Restate the full set of records exactly, without adding or dropping a word.

Begin STORED ROWS

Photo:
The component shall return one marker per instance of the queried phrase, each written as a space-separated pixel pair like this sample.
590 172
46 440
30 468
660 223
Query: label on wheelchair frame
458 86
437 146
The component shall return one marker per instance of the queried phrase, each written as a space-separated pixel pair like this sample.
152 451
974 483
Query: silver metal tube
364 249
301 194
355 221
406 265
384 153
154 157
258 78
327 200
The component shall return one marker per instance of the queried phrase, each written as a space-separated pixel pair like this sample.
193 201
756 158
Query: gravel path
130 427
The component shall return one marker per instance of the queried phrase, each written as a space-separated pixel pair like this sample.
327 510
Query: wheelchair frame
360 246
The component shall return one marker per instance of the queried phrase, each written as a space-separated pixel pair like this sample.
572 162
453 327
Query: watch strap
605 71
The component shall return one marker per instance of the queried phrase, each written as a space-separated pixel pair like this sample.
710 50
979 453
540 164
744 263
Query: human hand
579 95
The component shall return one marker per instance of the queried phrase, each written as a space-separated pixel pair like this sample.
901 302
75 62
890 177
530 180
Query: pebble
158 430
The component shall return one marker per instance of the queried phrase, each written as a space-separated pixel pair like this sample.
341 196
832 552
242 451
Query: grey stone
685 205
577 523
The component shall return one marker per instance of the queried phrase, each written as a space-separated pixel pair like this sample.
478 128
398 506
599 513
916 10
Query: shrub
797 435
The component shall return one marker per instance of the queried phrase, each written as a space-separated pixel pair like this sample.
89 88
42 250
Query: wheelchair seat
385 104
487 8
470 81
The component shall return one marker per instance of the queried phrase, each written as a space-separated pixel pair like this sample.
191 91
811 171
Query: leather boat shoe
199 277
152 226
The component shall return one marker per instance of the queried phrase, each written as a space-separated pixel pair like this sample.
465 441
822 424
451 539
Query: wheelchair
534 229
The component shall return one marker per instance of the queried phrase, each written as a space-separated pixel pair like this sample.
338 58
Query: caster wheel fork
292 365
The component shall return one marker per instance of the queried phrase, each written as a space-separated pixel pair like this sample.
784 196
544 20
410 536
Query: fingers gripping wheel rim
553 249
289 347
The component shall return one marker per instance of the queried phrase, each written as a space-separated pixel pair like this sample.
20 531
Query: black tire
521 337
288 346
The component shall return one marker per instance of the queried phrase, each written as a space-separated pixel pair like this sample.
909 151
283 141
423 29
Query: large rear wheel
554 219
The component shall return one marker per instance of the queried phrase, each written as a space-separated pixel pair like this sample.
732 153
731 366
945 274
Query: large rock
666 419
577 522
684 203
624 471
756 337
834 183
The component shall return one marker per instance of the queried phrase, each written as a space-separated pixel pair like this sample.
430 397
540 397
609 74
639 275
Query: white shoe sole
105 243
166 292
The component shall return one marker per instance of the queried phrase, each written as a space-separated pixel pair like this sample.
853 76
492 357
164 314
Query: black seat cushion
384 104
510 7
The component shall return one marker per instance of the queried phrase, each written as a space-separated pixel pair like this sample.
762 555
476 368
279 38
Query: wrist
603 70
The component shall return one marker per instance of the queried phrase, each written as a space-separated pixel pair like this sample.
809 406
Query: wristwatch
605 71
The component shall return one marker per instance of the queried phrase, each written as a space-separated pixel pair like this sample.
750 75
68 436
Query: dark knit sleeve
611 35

End STORED ROWS

* EXPECTED ANSWER:
Photo:
The component shall return one marker per instance of the queried phrase, each written as a space-separated pixel pair like this sample.
590 172
46 440
30 468
660 223
Query: label on wheelchair frame
458 86
437 146
The component shall return one marker per instance of the queried phrase, each written as a space-separated pixel pair like this sample.
152 451
974 483
Query: silver metal tube
364 249
301 194
355 221
406 265
384 153
154 157
258 78
327 200
The component shall return one marker per instance of the queried phrase, each written as a space-separated pixel pair like this sample.
193 201
756 158
Query: gravel path
130 427
The component shall return one marker per instance of the queried phrase, each written as a space-separated pixel pair like this sample.
327 510
Query: wheelchair frame
360 246
The component shall return one marker per instance of the queried phrase, each written as a space-separated pixel pair like this sample.
572 162
453 327
Query: watch strap
605 71
The component shall return one marker per instance of the queried phrase, each written as a space-separated pixel pair like this sample.
710 50
979 453
540 164
744 263
Query: human hand
579 95
The component shall return one marker per instance of the queried phrase, each written as a space-separated pixel pair like this sample.
901 302
75 62
890 177
530 180
Query: pebble
158 430
The component shall return one marker per instance of the queried phrase, each written as a space-separated pixel pair like this sample.
341 196
832 552
242 451
Query: grey stone
685 205
577 523
The component shall return one marker per instance of the queried phrase, each written as a space-separated pixel pair like this sample.
478 128
398 506
599 513
916 10
Query: shrub
797 435
The component shall return one marker per instance of the queried phrase, each written as a space-separated pixel pair like this sample.
89 88
42 250
Query: wheelchair seat
385 104
487 8
470 81
The component shall return one marker per instance of the queried phrase, each written as a space-separated pixel pair like this sample.
191 91
811 171
Query: leather boat shoe
199 277
152 226
The component shall return one marker per instance of the queried phrase, each written as a space-separated pixel pair like this sample.
465 441
822 424
451 539
Query: wheelchair
534 229
The component shall return one marker per instance of the queried phrase, each written as a space-separated pixel pair like this sample.
338 58
Query: caster wheel fork
292 365
The component shall return one marker per instance of the queried phrase, each written as a space-separated pixel pair like this sample.
784 196
544 20
410 536
Query: fingers gripping wheel rim
553 249
289 347
The component shall return one marker per instance of the queried phrase, each written as a space-separated pixel pair like this sample.
20 531
Query: black tire
521 337
288 346
The component shall return one marker per instance of the queried phrase, each written as a space-separated pixel pair like this sample.
909 151
283 141
423 29
Query: large rear wheel
554 219
The component shall return one marker per instance of the queried phrase, each written as a space-separated pixel pair like this sample.
732 153
731 366
945 274
Query: large rock
666 419
577 522
684 203
624 471
756 337
834 183
The component shall return one marker per instance of the queried phrase, each written as a space-separated pixel pair like this sample.
430 397
540 397
609 74
639 275
Query: white shoe sole
105 243
166 292
The component shall return one marker per instance of the queried phrase, each written as a space-separated pixel pair like this sample.
853 76
492 357
164 314
Query: black seat cushion
384 104
510 7
The component shall return one marker per instance of the queried phrase, each written as a space-separated pixel pair like this sample.
762 555
476 368
279 38
Query: wrist
603 70
The component shall return one marker per instance of the queried phrase, each written as a space-separated pixel pair like this sample.
809 406
Query: wristwatch
605 71
The component shall return one marker per instance of the queried phrase, each written as a space-separated pixel pair like this sample.
750 75
68 436
Query: dark knit sleeve
611 35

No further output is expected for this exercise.